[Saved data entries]
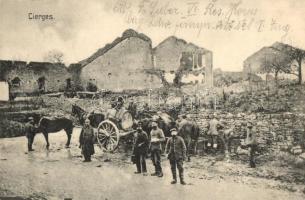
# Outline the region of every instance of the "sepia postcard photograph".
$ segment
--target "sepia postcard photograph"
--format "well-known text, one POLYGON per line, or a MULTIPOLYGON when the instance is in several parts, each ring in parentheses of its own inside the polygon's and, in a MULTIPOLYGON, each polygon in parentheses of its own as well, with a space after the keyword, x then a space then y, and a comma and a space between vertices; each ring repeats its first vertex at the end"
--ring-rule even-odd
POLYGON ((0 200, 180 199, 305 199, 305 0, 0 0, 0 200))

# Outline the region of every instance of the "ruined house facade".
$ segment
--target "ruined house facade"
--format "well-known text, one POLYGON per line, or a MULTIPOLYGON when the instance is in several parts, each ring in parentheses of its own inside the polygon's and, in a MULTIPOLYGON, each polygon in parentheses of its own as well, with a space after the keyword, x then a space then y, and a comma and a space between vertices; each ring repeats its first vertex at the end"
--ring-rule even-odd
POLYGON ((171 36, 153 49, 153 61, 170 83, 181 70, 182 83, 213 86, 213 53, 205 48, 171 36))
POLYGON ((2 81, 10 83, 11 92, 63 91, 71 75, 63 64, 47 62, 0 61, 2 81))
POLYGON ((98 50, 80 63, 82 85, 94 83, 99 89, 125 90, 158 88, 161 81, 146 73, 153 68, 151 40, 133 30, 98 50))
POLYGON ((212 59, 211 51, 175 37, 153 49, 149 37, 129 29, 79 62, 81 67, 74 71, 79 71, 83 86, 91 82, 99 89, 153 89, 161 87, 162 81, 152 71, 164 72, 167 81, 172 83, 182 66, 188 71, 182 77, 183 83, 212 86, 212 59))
* * *
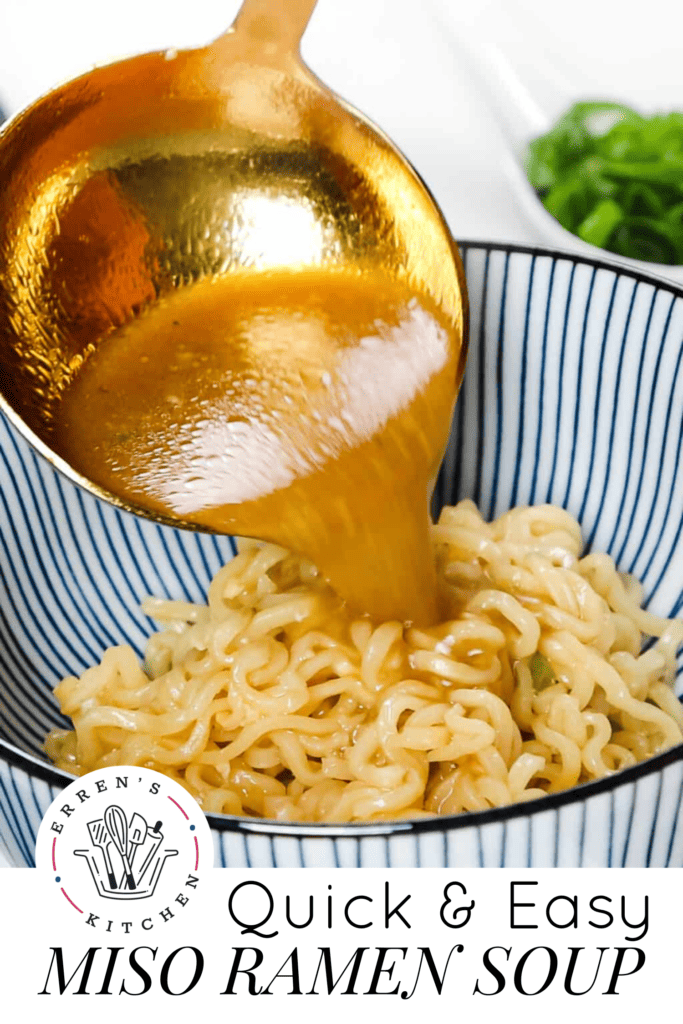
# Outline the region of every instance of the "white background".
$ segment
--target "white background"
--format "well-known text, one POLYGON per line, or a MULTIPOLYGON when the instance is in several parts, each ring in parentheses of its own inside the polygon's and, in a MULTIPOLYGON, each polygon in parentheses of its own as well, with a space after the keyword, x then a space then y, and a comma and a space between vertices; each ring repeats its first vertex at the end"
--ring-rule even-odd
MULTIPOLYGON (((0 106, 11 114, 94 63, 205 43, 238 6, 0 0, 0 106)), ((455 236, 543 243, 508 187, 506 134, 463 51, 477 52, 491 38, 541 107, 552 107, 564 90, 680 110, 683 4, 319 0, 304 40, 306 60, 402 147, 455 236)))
==
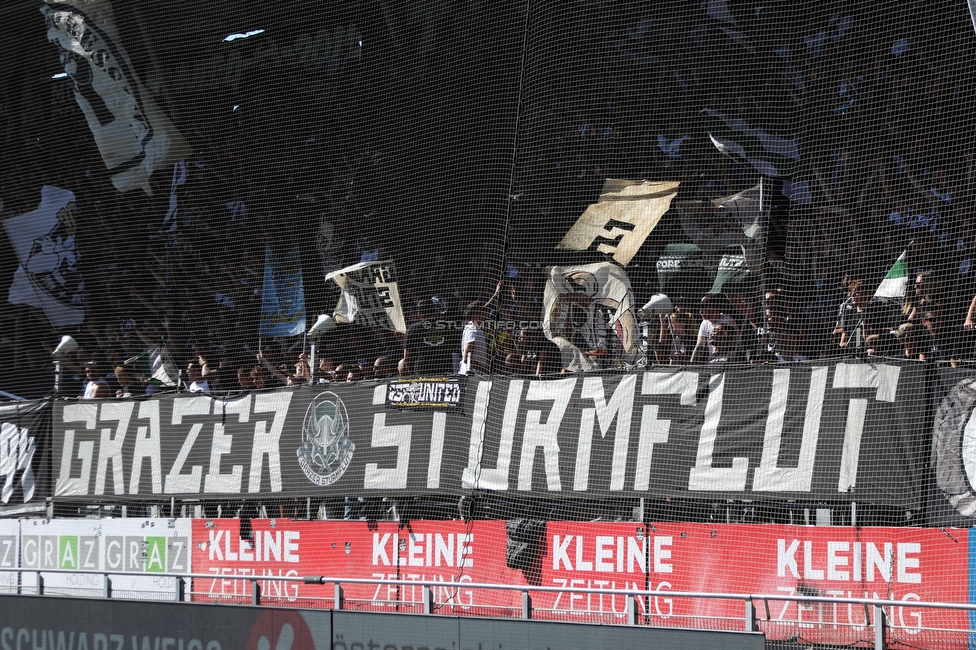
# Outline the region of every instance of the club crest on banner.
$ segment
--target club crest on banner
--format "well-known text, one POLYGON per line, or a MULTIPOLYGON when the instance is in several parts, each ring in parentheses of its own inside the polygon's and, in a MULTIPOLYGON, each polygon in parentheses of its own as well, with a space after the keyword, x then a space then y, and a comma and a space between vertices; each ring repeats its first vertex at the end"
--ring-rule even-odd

Assignment
If a line in the entries contains the word "facade", copy that line out.

Solved problem
# Outline the region of every instance of the "ruined house facade".
--target "ruined house facade"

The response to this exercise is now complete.